Please identify and copy every line in the records below that contains the word "this". Case matters.

***** DATA TO USE *****

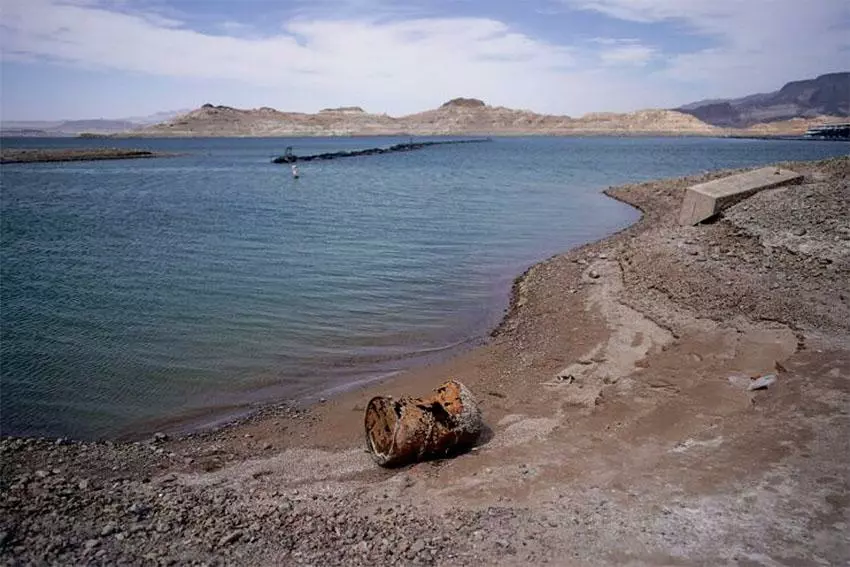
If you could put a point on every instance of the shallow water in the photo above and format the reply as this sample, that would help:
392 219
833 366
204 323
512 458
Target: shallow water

*****
***** DATA TO USE *****

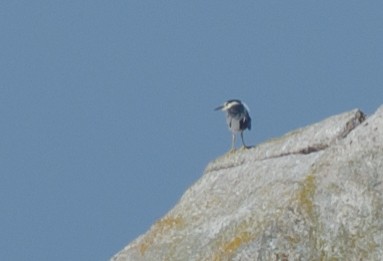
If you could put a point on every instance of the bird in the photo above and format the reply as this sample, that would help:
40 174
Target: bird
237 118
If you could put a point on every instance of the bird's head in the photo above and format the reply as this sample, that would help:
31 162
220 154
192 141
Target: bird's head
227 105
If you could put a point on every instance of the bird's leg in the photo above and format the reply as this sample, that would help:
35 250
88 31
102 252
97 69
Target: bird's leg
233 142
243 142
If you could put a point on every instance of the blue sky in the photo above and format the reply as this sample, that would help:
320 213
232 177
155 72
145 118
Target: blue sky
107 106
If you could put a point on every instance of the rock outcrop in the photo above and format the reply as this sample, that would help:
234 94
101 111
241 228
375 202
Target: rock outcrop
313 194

*****
***** DATA TO USE *****

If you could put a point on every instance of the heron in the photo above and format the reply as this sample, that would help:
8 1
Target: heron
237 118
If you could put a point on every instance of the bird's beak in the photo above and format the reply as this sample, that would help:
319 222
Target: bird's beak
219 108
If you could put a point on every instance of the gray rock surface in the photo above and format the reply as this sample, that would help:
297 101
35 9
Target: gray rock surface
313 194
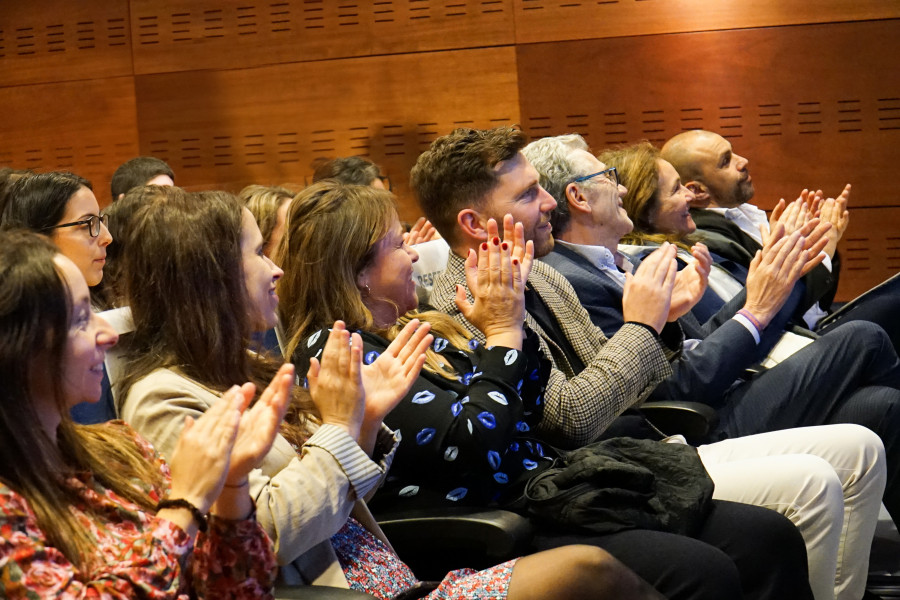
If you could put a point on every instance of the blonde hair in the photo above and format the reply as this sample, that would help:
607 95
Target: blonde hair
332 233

*****

* **SOLUTION BELOW**:
If you could put a point on every instance of the shallow water in the photo above and format the reply as this sample, that would help:
If you could put a point on every instance of the bird in the photo above and format the reply as this sample, that would help:
If you could put a point on every instance of the bird's head in the photo above and format the reply as this sample, that would help:
If you could put a point on every instance of the bird's leg in the photo above and format the reply as this sample, that would help:
If you could put a point on every instance of the blue sky in the photo above and format the reply as this sample, that would help:
If you could put a point on every instance of the rock outcrop in the photo above and format the reply as this sample, that would help:
If you could put a point on every instance of the heron in the photo above and format the reply as this sample, that would help:
If you could put a point on every instance of the bird's beak in the photo above and format the reply as this sample, that would help:
If you could put a point on every instance of the gray rock surface in the photo above and format the reply as this sample, that would help:
If you could put a point on every instance of the blonde hair in the photo above and format the reply as this sample, that would help:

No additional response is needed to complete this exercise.